**PROVIDED DATA**
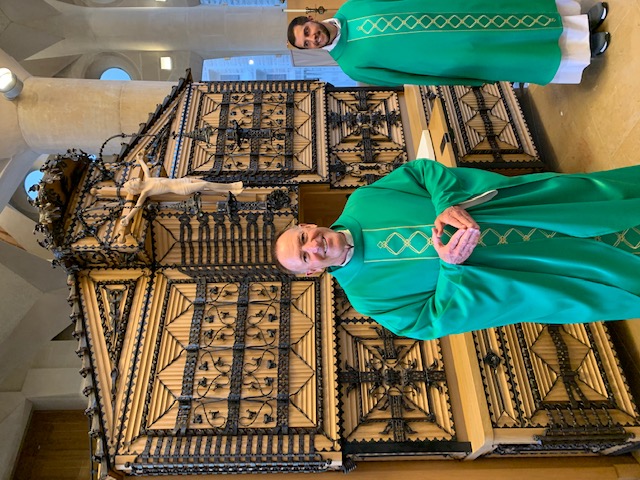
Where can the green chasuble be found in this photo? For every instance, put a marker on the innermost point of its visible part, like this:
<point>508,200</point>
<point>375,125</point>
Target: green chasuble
<point>554,248</point>
<point>448,42</point>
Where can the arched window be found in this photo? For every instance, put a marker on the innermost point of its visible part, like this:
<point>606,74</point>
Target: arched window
<point>115,74</point>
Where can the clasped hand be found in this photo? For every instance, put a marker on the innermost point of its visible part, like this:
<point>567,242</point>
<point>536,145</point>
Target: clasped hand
<point>461,244</point>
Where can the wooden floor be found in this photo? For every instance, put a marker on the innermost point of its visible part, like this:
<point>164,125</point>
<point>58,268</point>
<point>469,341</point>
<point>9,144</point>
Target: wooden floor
<point>56,446</point>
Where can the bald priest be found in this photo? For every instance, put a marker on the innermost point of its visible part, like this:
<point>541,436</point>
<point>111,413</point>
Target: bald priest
<point>429,251</point>
<point>457,42</point>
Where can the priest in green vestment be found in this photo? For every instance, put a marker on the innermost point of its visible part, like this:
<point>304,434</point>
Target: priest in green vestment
<point>455,42</point>
<point>429,251</point>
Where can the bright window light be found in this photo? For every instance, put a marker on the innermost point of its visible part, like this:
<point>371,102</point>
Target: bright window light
<point>166,63</point>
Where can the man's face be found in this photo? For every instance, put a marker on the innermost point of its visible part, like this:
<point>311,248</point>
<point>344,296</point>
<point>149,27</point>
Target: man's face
<point>308,248</point>
<point>311,35</point>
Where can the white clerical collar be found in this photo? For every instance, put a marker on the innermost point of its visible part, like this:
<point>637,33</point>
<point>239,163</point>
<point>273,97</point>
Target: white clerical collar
<point>331,46</point>
<point>349,238</point>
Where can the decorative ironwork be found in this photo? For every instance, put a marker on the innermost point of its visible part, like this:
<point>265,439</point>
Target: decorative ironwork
<point>364,135</point>
<point>245,131</point>
<point>488,128</point>
<point>552,377</point>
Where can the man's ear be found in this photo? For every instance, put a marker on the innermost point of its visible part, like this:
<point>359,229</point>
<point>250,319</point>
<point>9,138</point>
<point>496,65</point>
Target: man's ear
<point>314,271</point>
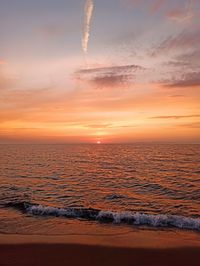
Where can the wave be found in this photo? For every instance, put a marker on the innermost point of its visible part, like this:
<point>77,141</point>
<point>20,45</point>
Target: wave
<point>132,218</point>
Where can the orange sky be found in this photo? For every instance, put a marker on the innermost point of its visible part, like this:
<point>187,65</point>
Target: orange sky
<point>136,86</point>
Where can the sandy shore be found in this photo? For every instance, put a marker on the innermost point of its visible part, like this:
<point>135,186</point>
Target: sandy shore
<point>79,255</point>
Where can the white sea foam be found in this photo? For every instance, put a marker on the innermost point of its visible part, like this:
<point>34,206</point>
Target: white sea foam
<point>154,220</point>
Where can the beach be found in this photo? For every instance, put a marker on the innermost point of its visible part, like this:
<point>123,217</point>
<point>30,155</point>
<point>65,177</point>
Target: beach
<point>79,255</point>
<point>140,248</point>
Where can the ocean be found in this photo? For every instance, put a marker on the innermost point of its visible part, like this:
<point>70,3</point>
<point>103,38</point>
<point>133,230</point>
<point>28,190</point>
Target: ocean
<point>91,189</point>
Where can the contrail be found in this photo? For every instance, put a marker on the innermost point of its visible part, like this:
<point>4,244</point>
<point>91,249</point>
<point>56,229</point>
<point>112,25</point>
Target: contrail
<point>89,6</point>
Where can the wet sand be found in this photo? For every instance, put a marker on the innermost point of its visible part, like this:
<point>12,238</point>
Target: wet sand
<point>91,255</point>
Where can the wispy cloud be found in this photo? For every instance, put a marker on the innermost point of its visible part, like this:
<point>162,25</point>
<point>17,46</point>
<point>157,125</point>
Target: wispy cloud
<point>186,80</point>
<point>175,116</point>
<point>185,40</point>
<point>110,76</point>
<point>182,14</point>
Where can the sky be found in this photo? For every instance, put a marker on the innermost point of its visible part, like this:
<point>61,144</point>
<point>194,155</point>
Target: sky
<point>115,71</point>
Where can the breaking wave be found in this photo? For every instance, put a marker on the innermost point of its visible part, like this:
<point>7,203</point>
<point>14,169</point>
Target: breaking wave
<point>132,218</point>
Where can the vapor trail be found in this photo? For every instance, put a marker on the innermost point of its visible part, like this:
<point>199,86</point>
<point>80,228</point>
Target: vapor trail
<point>89,6</point>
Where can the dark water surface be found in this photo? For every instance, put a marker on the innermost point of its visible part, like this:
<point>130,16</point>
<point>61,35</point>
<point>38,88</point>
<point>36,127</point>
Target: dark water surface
<point>47,188</point>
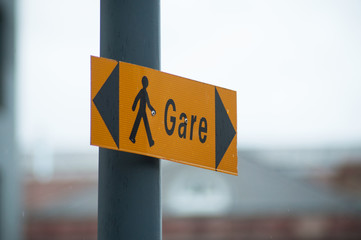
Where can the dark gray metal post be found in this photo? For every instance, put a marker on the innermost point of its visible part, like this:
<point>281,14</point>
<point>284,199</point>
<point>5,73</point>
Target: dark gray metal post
<point>129,184</point>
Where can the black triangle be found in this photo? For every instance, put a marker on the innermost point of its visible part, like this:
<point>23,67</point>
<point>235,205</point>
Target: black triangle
<point>107,103</point>
<point>224,129</point>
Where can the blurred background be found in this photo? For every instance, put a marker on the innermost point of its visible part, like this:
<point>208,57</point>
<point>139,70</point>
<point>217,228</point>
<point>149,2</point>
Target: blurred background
<point>295,66</point>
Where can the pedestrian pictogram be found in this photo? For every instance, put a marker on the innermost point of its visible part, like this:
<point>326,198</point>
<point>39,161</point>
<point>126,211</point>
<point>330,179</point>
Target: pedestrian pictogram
<point>144,102</point>
<point>144,111</point>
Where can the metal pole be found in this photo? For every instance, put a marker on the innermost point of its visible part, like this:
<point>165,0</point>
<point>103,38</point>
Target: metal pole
<point>129,184</point>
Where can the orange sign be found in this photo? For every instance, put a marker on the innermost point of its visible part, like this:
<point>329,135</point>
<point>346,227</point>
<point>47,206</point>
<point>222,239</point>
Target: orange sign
<point>144,111</point>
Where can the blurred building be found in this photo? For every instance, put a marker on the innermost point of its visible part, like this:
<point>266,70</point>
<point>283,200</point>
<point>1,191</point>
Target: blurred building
<point>261,203</point>
<point>10,198</point>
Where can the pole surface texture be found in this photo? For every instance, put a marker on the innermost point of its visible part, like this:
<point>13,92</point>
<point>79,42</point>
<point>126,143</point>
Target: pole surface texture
<point>129,185</point>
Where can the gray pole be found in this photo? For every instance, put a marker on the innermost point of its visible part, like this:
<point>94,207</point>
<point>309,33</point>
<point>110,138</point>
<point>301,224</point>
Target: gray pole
<point>129,184</point>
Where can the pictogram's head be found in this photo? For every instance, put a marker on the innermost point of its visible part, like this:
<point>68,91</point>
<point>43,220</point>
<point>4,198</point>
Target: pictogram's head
<point>145,82</point>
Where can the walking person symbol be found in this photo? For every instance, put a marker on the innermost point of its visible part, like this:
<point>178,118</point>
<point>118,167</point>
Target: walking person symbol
<point>143,99</point>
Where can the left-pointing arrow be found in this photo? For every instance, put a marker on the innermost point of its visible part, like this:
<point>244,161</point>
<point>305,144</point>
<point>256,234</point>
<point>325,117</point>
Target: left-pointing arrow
<point>107,101</point>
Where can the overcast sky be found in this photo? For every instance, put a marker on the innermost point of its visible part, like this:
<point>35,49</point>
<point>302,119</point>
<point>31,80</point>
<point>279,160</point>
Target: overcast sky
<point>294,64</point>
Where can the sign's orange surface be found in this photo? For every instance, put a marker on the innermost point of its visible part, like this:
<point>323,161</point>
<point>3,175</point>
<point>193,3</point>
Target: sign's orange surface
<point>149,112</point>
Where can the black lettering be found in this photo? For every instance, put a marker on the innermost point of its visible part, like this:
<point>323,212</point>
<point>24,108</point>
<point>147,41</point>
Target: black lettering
<point>202,129</point>
<point>183,126</point>
<point>193,120</point>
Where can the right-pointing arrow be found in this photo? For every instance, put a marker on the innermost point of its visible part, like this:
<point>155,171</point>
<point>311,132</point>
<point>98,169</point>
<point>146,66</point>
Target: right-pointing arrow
<point>224,129</point>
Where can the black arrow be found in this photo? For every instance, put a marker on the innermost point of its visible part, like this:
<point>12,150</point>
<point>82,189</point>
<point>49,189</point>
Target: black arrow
<point>224,129</point>
<point>107,103</point>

**TASK TO COMPLETE**
Revise the stretch of records from the line containing "Where can the beach" through the line containing "<point>140,248</point>" so that "beach" becomes "shoreline", leaving everything else unchanged. Return only those lines.

**RESPONSE TO THIS TASK**
Where can the shoreline be found in this photo? For every instance, put a marker on the innermost point of its visible part, like this:
<point>123,217</point>
<point>30,155</point>
<point>65,177</point>
Target: shoreline
<point>79,255</point>
<point>140,248</point>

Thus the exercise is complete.